• PROMPT
Reproduce verbatim the portion of the mailing-list post on batching tree entries in imsg that begins at "Download raw body." and ends after "entries as possible.".

• PAGE EXTRACT
((

"GOT", but the "O" is a cute, smiling pufferfish. Index | Thread | Search

From:
Stefan Sperling <stsp@stsp.name>
Subject:
batch up tree entries in imsg
To:
gameoftrees@openbsd.org
Date:
Wed, 18 May 2022 14:09:16 +0200

Download raw body.

Thread
Currently we use one imsg per tree entry.

Each imsg involves a separate malloc/free dance. It is faster to
utlize space available in each message by filling it with as many
tree entries as possible.

In my test case, this change reduces the 'loading objects' phase of
gotadmin pack from 3 minutes to 2.5 minutes (on OpenBSD src.git).

))

Entries for pointing and labeling:
((

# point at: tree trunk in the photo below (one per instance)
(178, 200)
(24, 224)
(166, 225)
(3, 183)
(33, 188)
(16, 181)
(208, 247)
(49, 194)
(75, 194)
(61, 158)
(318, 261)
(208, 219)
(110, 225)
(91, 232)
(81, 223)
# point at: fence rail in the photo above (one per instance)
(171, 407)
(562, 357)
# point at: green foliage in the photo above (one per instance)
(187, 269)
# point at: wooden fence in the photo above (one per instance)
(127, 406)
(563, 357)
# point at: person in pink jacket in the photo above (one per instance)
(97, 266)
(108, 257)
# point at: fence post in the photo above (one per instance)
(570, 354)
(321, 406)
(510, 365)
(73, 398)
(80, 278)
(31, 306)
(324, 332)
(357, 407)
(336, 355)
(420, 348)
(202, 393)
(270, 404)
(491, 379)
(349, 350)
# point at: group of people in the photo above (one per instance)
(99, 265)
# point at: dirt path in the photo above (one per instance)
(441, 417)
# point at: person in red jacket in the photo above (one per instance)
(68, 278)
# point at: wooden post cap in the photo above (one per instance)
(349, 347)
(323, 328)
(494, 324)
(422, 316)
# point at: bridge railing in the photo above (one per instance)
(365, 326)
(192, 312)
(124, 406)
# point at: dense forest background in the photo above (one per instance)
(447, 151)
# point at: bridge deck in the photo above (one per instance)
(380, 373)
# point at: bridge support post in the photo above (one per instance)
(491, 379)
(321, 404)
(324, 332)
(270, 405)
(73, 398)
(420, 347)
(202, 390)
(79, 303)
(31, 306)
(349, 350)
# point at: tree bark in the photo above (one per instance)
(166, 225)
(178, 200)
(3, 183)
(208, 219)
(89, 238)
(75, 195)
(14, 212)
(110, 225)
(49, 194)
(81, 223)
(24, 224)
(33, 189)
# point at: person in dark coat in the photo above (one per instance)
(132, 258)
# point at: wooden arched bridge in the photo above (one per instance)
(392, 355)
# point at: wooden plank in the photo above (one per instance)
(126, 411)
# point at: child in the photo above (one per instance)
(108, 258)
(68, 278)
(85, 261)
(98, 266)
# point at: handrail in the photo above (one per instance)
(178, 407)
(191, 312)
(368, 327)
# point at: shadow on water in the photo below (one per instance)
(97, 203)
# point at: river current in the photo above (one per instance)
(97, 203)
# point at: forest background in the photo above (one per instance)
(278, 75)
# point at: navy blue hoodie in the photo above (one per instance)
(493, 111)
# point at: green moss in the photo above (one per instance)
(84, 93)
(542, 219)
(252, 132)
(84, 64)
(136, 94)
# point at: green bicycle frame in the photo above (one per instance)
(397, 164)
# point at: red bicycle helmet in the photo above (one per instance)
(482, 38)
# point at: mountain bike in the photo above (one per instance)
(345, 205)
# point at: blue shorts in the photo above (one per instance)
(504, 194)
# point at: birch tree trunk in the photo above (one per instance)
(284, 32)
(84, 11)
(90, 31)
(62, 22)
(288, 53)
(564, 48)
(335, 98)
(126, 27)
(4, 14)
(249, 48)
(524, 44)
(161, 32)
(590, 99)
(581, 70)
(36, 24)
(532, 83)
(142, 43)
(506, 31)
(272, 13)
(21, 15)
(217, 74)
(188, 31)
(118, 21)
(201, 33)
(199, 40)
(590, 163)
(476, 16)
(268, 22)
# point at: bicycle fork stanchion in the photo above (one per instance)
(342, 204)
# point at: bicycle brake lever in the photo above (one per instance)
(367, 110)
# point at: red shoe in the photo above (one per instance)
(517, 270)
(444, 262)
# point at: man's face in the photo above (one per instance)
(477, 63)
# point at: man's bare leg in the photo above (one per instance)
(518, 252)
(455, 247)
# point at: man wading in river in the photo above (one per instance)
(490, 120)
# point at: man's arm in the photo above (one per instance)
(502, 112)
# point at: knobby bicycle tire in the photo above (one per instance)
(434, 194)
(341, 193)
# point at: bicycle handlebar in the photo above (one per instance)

))

• FULL ANSWER
Download raw body.

Thread
Currently we use one imsg per tree entry.

Each imsg involves a separate malloc/free dance. It is faster to
utlize space available in each message by filling it with as many
tree entries as possible.